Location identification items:
>> Start
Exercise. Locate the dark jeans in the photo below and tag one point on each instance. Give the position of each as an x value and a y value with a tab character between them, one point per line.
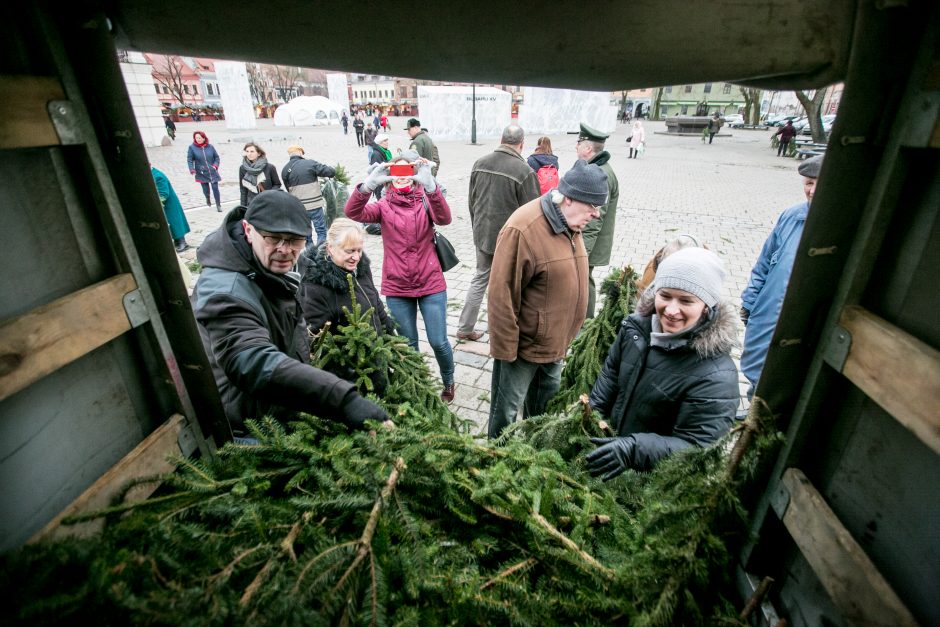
520	383
434	311
215	191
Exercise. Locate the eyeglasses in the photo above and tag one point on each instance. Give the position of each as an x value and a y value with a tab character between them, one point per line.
276	240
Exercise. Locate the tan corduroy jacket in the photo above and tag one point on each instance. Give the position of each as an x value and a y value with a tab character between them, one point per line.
538	285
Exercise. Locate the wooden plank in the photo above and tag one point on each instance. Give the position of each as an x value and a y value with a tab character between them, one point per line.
147	459
854	585
24	118
896	370
49	337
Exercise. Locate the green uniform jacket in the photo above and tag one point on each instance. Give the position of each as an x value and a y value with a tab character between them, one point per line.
599	233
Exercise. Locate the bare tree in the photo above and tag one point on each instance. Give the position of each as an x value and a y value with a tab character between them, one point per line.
813	107
752	98
168	70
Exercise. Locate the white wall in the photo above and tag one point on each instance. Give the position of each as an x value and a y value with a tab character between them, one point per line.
144	99
447	112
552	111
236	94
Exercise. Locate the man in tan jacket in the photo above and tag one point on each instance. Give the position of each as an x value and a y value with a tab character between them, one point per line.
538	293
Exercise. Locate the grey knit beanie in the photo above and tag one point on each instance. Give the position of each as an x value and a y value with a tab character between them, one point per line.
584	182
696	270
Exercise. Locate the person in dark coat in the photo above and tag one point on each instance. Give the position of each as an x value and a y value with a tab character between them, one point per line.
247	306
172	209
326	288
255	174
203	161
669	382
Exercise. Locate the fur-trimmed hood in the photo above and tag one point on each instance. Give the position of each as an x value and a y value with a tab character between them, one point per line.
323	271
716	335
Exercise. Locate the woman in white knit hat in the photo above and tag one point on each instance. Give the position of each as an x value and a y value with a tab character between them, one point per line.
669	382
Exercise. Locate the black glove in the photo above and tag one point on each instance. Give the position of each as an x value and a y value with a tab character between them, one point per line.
356	410
611	457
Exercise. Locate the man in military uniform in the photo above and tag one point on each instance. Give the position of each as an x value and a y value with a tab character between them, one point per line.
598	234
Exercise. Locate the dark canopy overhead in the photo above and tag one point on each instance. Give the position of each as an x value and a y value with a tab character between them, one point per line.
606	44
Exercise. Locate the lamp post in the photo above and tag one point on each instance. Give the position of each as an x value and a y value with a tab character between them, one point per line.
473	121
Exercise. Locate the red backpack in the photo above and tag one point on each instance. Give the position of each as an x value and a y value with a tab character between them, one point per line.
548	178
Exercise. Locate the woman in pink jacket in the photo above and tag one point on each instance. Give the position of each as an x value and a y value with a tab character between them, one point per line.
411	273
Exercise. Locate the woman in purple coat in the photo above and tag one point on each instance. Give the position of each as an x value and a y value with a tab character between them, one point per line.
203	161
412	278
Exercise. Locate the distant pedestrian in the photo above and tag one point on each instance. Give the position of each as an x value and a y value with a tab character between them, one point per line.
203	161
784	136
301	178
422	143
500	183
358	125
172	209
255	174
637	139
369	139
714	125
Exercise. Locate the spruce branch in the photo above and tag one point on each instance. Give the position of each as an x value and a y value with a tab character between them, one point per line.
523	565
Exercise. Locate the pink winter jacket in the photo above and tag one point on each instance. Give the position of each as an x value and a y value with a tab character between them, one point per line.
410	268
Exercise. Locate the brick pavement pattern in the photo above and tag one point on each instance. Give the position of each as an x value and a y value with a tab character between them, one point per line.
727	194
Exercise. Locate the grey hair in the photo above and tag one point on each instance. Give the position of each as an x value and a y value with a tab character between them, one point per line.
513	135
342	230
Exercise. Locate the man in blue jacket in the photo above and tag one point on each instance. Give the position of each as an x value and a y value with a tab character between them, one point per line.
762	299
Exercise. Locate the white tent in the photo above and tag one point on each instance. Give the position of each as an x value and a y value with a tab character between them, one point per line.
553	111
447	111
307	111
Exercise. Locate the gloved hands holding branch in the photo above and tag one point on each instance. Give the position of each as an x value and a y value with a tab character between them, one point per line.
423	176
377	177
356	410
612	457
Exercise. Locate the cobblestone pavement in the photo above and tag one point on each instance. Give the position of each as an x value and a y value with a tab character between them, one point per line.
728	194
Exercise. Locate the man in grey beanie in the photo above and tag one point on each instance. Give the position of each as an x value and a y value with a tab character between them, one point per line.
762	299
247	306
538	293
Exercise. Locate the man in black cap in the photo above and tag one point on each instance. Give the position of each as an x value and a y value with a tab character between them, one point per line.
422	144
599	234
247	305
763	297
538	293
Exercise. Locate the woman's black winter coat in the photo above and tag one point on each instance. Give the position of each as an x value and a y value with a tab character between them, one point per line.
669	399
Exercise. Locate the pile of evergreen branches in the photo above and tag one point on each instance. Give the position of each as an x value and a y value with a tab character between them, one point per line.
417	524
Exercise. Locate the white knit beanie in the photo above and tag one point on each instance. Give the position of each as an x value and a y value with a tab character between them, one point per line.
696	270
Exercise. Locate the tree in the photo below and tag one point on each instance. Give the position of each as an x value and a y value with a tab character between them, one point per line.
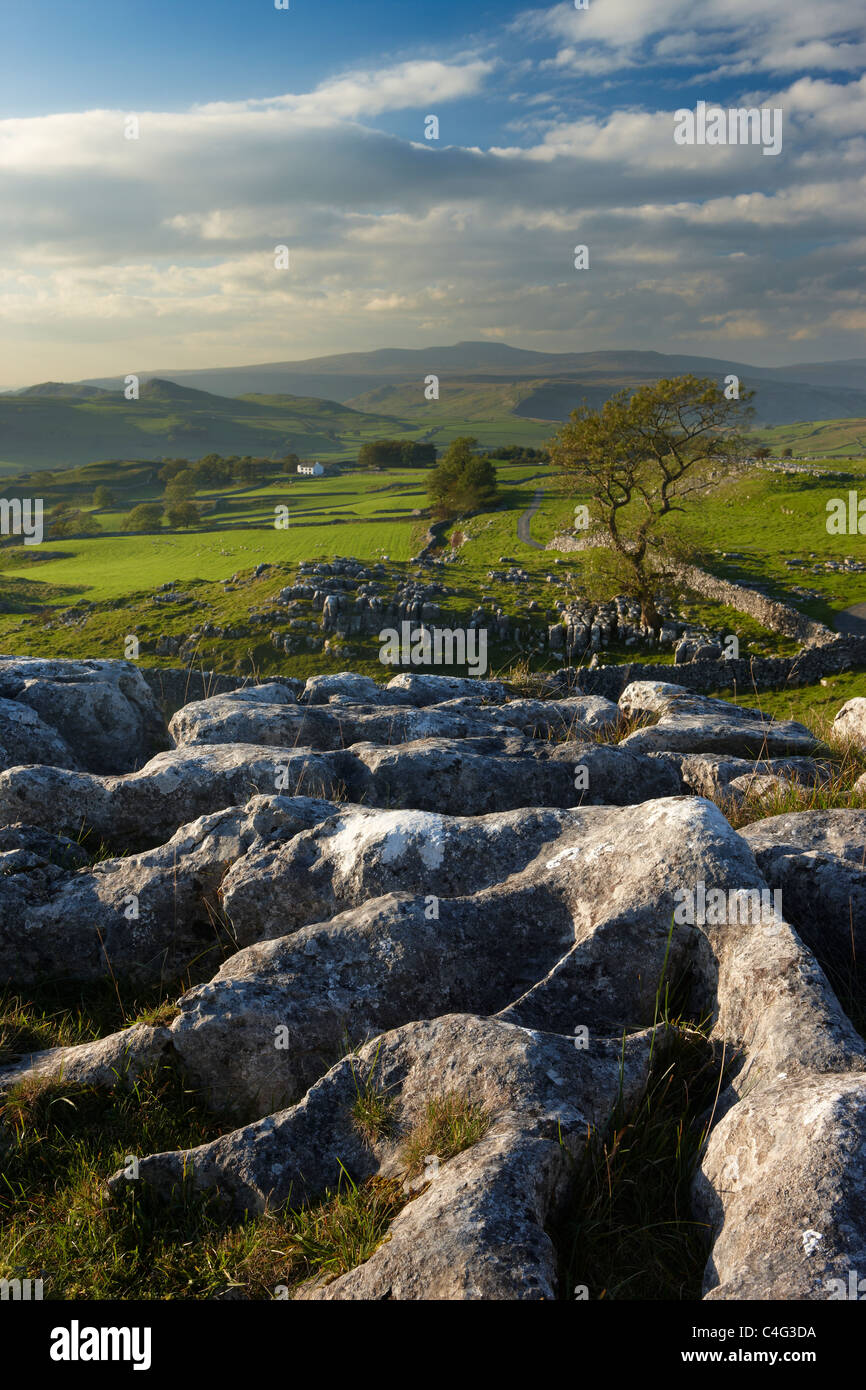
638	460
148	516
181	487
395	453
68	521
182	514
463	481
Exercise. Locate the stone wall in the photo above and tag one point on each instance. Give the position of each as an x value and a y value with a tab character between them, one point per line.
744	676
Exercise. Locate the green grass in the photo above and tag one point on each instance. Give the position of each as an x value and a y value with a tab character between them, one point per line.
373	1109
628	1232
449	1125
64	1015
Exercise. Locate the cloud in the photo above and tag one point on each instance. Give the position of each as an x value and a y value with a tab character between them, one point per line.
733	36
159	252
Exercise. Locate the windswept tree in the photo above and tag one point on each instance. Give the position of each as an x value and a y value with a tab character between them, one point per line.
463	481
638	462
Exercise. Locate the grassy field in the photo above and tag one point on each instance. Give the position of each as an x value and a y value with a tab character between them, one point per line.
84	597
168	420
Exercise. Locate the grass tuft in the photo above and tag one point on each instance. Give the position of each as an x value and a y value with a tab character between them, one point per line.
449	1125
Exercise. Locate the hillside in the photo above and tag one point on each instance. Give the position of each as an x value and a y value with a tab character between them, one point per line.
802	391
60	427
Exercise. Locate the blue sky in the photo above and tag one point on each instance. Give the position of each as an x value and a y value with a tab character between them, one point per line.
306	128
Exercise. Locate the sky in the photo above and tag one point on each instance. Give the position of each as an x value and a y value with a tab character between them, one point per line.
256	127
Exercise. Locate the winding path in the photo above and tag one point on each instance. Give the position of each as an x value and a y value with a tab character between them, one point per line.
524	520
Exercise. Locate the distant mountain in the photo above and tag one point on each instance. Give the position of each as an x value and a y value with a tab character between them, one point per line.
548	384
60	427
61	388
>> End
Exercise requirements:
Take the records above and transcribe them exactly, dropping every picture.

Output of the exercise:
Exercise. Locate the dark jeans in the photo below and tag one point on each instance. Give the position of each as an x value and a y value with a tab character between them, one point per line.
520	383
434	311
215	191
Exercise. Locate the eyeglasses in the photo above and tag one point on each instance. Give the position of each as an x value and a y value with a tab character between them, one point per line.
276	240
Exercise. Locate the tan corduroy jacket in the photo above and tag one point on each instance. Give the position of each as an x value and a y value with a tab character between them, one point per line.
538	285
Exercise. Locate the wooden plank in the photo above and tag one point on each instance. Give the position of each as an x value and a y value with a tab character between them, one point per line.
147	459
854	585
24	118
896	370
49	337
Exercise. Locate the green uniform jacket in the photo above and tag one point on each instance. Give the position of each as an x value and a y value with a tab character between them, one point per line.
599	233
Exercise. Locate the bare tree in the photo above and tag one point on each instance. Give the position of each as an x value and a y value with a tab character between them, one point per line.
813	107
752	98
168	70
Exercise. Locate the white wall in the photo above and tag one point on each instance. Give the position of each as an x value and a y value with a tab character between them, one point per line.
144	99
447	112
552	111
236	94
Exercise. Locate the man in tan jacket in the photo above and tag one point on each instance. Give the position of each as an x value and a y value with a tab character between them, one point per line.
538	293
Exercise. Locate the grey knit beanie in the photo above and tag one point on each instance. Give the position of each as an x value and a y value with a tab character between them, one point per line.
584	182
696	270
Exercise. Locate the person in dark coat in the photo above and tag one point on each instance. Give the position of each as an x value and a y value with a tab character between them, one point per line.
247	306
172	209
326	288
255	174
203	161
669	382
Exercise. Locate the fur-trimmed hood in the photo above and tag one point on each instance. Give the position of each as an x value and a y value with a tab character between them, one point per line.
323	271
716	335
Exercise. Locate the woman in white knit hat in the photo above and tag one point on each instance. Give the position of each as an x value and a y value with a tab character between them, one point per line.
669	382
Exercise. Locate the black glove in the photo above and tag one point on each instance. Give the position of each as an x value and a y value with a tab character between them, one point per line.
356	410
611	457
Exercise. Locate the man in military uniform in the photo above and tag one point on each instance. Give the position of each as an x value and a y value with a tab character between them, one point per line.
598	234
Exercise. Locate the dark canopy overhead in the photo above and tag one point on each instance. Give the position of each as an x value and a y value with a tab character between them, one point per line.
606	44
Exercise. Locate the lamp post in the photo above and tag one point on each instance. Give the position of each as an x value and a y value with a tab character between them, one point per line.
473	121
Exercise. Locate the red backpack in the photo above and tag one point on each instance. Give the position of each as an x value and a y value with a tab character between them, one point per line.
548	178
Exercise. Locate the woman in pink jacket in the photo above and tag one point on each instance. Give the position of each as an x value and a y value with a tab character between them, one point per line.
411	273
Exercise. Locate the woman in purple coat in the photo above and tag one point on each instance. Give the position of each as an x value and a y value with a tab character between them, one point per line.
203	161
412	278
Exercise. Locate the distant pedestrian in the photo above and tag one point on each instance. Give the position of each as an x value and a y value with a tab character between them, one point per line.
203	161
784	136
301	178
422	143
500	183
358	125
172	209
255	174
637	139
369	139
714	125
Exercise. Locate the spruce branch in the photo above and tag one point on each instance. Give the position of each as an x value and a y value with a tab character between them, one point per line.
523	565
Exercise. Locate the pink winter jacket in the photo above and tag one point on each instance. Give the position of each as an x value and a y value with a tab character between them, one point per line.
410	268
Exercise. Locate the brick pavement pattern in the photo above and tag one point on each instance. Give the position of each as an x value and a y value with a tab character between them, one point per line.
727	194
Exercise. Locate the grey hair in the photo above and tag one point on each instance. Give the position of each as an x value and a y value with a tab character between them, one point per line.
513	135
342	230
Exercise. Locate the man in blue jacket in the photo above and tag one point on each instance. Give the position of each as an x value and a y value with a tab character between them, one point per line.
762	299
Exercise. Locate the white tent in the photo above and tag one point on each instance. Give the position of each as an x value and a y value with a tab character between them, one point per line.
553	111
447	111
307	111
Exercise. Locate the gloved hands holding branch in the photo above and tag one point on each instance. Give the position of each as an x value and a y value with a tab character between them, one point per line.
423	176
377	177
356	410
612	457
Exercise. Locate the cobblestone pavement in the photo above and tag one point on each instance. Give the position of each as an x value and a y value with a tab character between them, one point per line.
728	194
Exercise. Locate the man in grey beanie in the photo above and tag one point on each instance. Give the position of each as an x value and a y value with a tab character between them, one point per line.
762	299
247	306
538	293
Exercise. Locate the man in black cap in the photo above and tag one point on each instance. Give the position of each as an x value and a y value with a tab character between them, one point per line.
422	144
599	234
247	305
763	297
538	293
Exercise. Locate the woman's black winter coat in the photo above and tag one point on each instance. Give the position of each as an x value and a y value with a tab character between them, one point per line.
669	399
Exercise. Locate the pile of evergreen branches in the photo above and tag one point on each instance. Give the position of each as an x value and a y value with a tab character between them, one point per line.
417	524
Exercise. Locate the white knit beanie in the photo above and tag one point on each instance. Give the position of each as an x value and a y value with a tab character between them, one point per line.
696	270
Exercise. Locate the tree in the photo below and tag one point on each instance. Give the position of each as an x value and a y value with a tab character between them, one point per line.
638	460
148	516
181	487
395	453
68	521
182	514
463	481
Exercise. Locate the stone wall in the photo above and tag one point on each instance. Give the position of each as an x value and a y value with a tab character between them, one point per line.
744	676
Exercise. Locate the green grass in the photo above and tag one point on each instance. Give the position of each as an x value and a y value with a tab character between them, one point per line.
373	1109
628	1232
449	1125
64	1015
Exercise. Locate the cloud in the photo above and tag one point on each instance. Give the position of each as an x value and a y value with a tab character between them, one point per line.
733	36
159	252
Exercise. Locate the windswept tree in the photo above and tag one point on each instance. Give the position of each as an x value and a y value with a tab character between them, one point per line.
463	481
638	462
Exercise. Locate the grassy field in the photo above and tag one point on each instance. Give the position of each as an x value and a y value with a tab character between them, one point per line.
84	597
168	420
Exercise. Locate the grass tuft in the photo above and tag one point on each instance. Give the position of each as an x value and a y value with a tab character between them, one point per line.
449	1125
Exercise. Locate the hillside in the photo above and tag one point on each instance. Give the position of each as an x value and a y value with a tab character between them, one point per line.
802	391
60	427
Exercise. Locate the blue sky in the photo above and tag one point on each instance. Give the position of each as an x value and a y value with a tab character between them, one point per line.
306	128
Exercise. Locate the sky in the photo above and tag one point on each instance. Give the position of each as an x value and a y value with a tab character between them, one point per line.
256	127
Exercise. Locate the winding path in the photo above and tag one point on each instance. Give the position of each as an x value and a y value with a tab character between them, one point per line.
524	520
Exercise. Locate the distant mountain in the photo above and tag one point on each instance. Give the position of each as an x value and a y value with a tab character between them, one point per line.
548	384
60	427
61	388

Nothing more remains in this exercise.